(Dataset entries)
==*==

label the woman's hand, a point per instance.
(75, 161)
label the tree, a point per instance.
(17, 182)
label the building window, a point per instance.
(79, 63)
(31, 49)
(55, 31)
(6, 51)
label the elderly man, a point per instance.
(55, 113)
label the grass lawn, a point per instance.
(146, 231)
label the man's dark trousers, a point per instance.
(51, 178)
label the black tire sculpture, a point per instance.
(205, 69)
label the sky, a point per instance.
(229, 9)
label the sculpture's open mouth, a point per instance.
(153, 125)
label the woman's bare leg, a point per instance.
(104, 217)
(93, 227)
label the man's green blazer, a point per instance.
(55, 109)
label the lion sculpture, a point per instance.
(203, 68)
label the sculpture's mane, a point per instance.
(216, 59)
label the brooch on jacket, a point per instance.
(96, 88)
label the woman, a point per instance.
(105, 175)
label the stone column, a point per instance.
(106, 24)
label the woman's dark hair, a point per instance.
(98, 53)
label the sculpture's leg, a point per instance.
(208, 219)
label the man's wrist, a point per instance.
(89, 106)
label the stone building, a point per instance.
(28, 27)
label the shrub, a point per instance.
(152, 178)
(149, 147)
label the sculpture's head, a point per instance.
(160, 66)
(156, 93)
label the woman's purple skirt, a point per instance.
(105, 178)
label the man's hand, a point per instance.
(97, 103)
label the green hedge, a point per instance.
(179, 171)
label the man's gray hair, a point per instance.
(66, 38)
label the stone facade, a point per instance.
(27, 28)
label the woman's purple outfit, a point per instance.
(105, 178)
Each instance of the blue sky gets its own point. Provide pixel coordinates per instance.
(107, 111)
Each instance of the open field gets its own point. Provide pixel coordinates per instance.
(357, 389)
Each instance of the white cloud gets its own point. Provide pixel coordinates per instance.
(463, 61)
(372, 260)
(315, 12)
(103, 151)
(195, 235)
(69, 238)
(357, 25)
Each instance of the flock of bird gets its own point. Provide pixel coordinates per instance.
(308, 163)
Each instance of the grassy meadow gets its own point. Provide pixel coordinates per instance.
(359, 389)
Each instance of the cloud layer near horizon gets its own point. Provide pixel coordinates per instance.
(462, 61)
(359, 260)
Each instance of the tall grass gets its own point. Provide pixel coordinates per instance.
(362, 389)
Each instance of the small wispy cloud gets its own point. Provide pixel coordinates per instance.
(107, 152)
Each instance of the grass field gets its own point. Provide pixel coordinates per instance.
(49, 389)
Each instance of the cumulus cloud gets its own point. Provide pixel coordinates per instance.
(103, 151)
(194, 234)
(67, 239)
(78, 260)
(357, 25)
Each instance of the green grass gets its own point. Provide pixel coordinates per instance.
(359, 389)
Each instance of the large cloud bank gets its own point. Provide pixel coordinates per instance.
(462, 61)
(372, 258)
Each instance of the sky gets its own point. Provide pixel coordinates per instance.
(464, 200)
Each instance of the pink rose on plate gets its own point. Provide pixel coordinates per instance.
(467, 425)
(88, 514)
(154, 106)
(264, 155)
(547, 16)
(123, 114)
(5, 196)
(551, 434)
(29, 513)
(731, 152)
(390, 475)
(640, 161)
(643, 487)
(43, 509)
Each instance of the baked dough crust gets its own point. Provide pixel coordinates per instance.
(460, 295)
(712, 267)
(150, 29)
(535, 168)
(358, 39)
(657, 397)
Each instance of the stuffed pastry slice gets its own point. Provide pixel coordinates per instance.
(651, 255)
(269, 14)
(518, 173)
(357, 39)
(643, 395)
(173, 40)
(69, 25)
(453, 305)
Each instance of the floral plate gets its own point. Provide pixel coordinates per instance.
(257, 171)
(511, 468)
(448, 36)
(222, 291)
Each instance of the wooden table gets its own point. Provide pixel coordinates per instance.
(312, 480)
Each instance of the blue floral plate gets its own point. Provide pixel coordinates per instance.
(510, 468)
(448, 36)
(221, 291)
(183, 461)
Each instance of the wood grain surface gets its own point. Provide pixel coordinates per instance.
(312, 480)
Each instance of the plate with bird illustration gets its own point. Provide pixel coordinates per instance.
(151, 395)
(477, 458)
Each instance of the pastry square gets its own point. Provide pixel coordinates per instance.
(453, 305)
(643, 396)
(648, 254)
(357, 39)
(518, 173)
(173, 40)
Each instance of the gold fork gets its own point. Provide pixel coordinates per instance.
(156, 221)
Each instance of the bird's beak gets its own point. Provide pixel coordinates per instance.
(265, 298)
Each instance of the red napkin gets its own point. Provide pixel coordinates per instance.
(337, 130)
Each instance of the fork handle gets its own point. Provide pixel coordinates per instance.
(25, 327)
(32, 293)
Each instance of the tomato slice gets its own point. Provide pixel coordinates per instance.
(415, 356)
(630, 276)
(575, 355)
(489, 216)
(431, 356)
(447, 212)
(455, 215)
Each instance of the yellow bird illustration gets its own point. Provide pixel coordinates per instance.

==*==

Above are some records; repeat all of them exactly.

label the woman's hand, a point per instance.
(75, 161)
label the tree, a point per instance.
(17, 182)
label the building window, a point per instance.
(79, 63)
(31, 49)
(55, 31)
(6, 51)
label the elderly man, a point per instance.
(55, 113)
label the grass lawn, a point per instance.
(146, 231)
label the man's dark trousers, a point per instance.
(51, 178)
label the black tire sculpture, a point per instance.
(205, 69)
label the sky, a point per instance.
(229, 9)
label the sculpture's open mouth, a point per instance.
(153, 125)
label the woman's bare leg, a point per instance.
(104, 217)
(93, 227)
label the man's green blazer, a point per instance.
(55, 109)
label the lion sculpture, a point per instance.
(203, 68)
label the sculpture's mane, a point per instance.
(216, 59)
label the brooch on jacket, a point per instance.
(96, 88)
label the woman, a point per instance.
(105, 175)
label the stone column, a point per instance.
(106, 24)
label the woman's dark hair, a point per instance.
(98, 53)
label the sculpture's leg, a point per instance.
(208, 219)
label the man's wrist, a point per instance.
(89, 106)
label the stone building, a point per instance.
(28, 27)
label the shrub, a point per instance.
(152, 178)
(149, 147)
label the sculpture's head, a point per instance.
(160, 66)
(156, 93)
label the woman's purple skirt, a point per instance.
(105, 178)
label the man's hand, a point per instance.
(97, 103)
label the green hedge, a point per instance.
(179, 171)
label the man's gray hair, a point per instance.
(66, 38)
label the stone facade, a point per instance.
(27, 28)
label the woman's purple outfit, a point per instance.
(105, 178)
Each instance of the blue sky gets its own point. Provide pixel coordinates per instance.
(107, 111)
Each instance of the open field gets its own point. Provide pixel coordinates per instance.
(357, 389)
Each instance of the white cloud gets its own point. Provide pixel coordinates per instance.
(463, 61)
(372, 260)
(315, 12)
(103, 151)
(195, 235)
(69, 238)
(357, 25)
Each instance of the flock of bird gets its own point. Provide pixel coordinates per instance.
(308, 163)
Each instance of the grassy meadow gets its own point. Provide pixel coordinates per instance.
(359, 389)
Each instance of the cloud layer near horizon gets its own point. Provide pixel coordinates per instance.
(462, 61)
(359, 260)
Each instance of the tall grass gets its own point. Provide pixel coordinates per instance.
(362, 389)
Each instance of the small wispy cloud gets its own point. Provide pixel coordinates per instance.
(107, 152)
Each instance of the grass field gets its own point. Provide pixel coordinates per instance.
(49, 389)
Each instance of the cumulus cloud gets its own point. Provide pixel coordinates per instance.
(103, 151)
(194, 234)
(67, 239)
(78, 260)
(357, 25)
Each instance of the green grass gets its own point. Provide pixel coordinates per instance.
(359, 389)
Each instance of the large cloud bank gets its own point. Provide pixel coordinates per instance.
(462, 61)
(372, 258)
Each instance of the sky gets its own point. Provide pixel coordinates per instance.
(464, 200)
Each instance of the pink rose on plate gets its own point. Provide pixel coordinates per instance.
(467, 425)
(88, 514)
(154, 106)
(264, 155)
(547, 16)
(123, 114)
(5, 196)
(551, 434)
(29, 513)
(731, 152)
(390, 475)
(640, 161)
(643, 487)
(43, 509)
Each instance of the baked dough crust gets its own point. Provide pixel coordinates per instance.
(460, 295)
(712, 267)
(150, 29)
(535, 168)
(358, 39)
(657, 397)
Each instance of the stuffed pastry slice gets its own point. Provide pixel coordinates per instance.
(651, 255)
(269, 14)
(518, 173)
(357, 39)
(643, 395)
(173, 40)
(69, 25)
(453, 305)
Each instance of the floral plate gets its own point. Provide pixel coordinates per instance.
(257, 171)
(511, 468)
(448, 36)
(222, 291)
Each instance of the wooden table gets its own point. Provide pixel coordinates per instance.
(312, 480)
Each instance of the blue floral plate gets its own point. Provide pixel coordinates per instance.
(510, 468)
(448, 36)
(221, 291)
(183, 461)
Each instance of the wood grain surface gets its own point. Provide pixel coordinates per instance.
(312, 480)
Each instance of the plate with bird illustration gets its own point. Provide pixel coordinates per instance.
(151, 395)
(477, 458)
Each instance of the pastry square gets its own point. Provide pixel coordinates per instance.
(453, 305)
(643, 396)
(648, 254)
(357, 39)
(518, 173)
(173, 40)
Each instance of the gold fork gets its own point. Provide pixel coordinates per instance.
(156, 221)
Each instance of the bird's beak gets its own point. Provide pixel coordinates per instance.
(265, 298)
Each instance of the red napkin gets its own point. Provide pixel coordinates per instance.
(337, 130)
Each instance of the fork handle gets its own point. Provide pixel coordinates per instance.
(25, 327)
(32, 293)
Each instance of the tomato slice gets its own point. Provide pixel coordinates per instance.
(415, 356)
(630, 276)
(575, 355)
(489, 216)
(431, 356)
(447, 212)
(455, 215)
Each instance of the yellow bird illustration gets its own point. Provide pixel coordinates per instance.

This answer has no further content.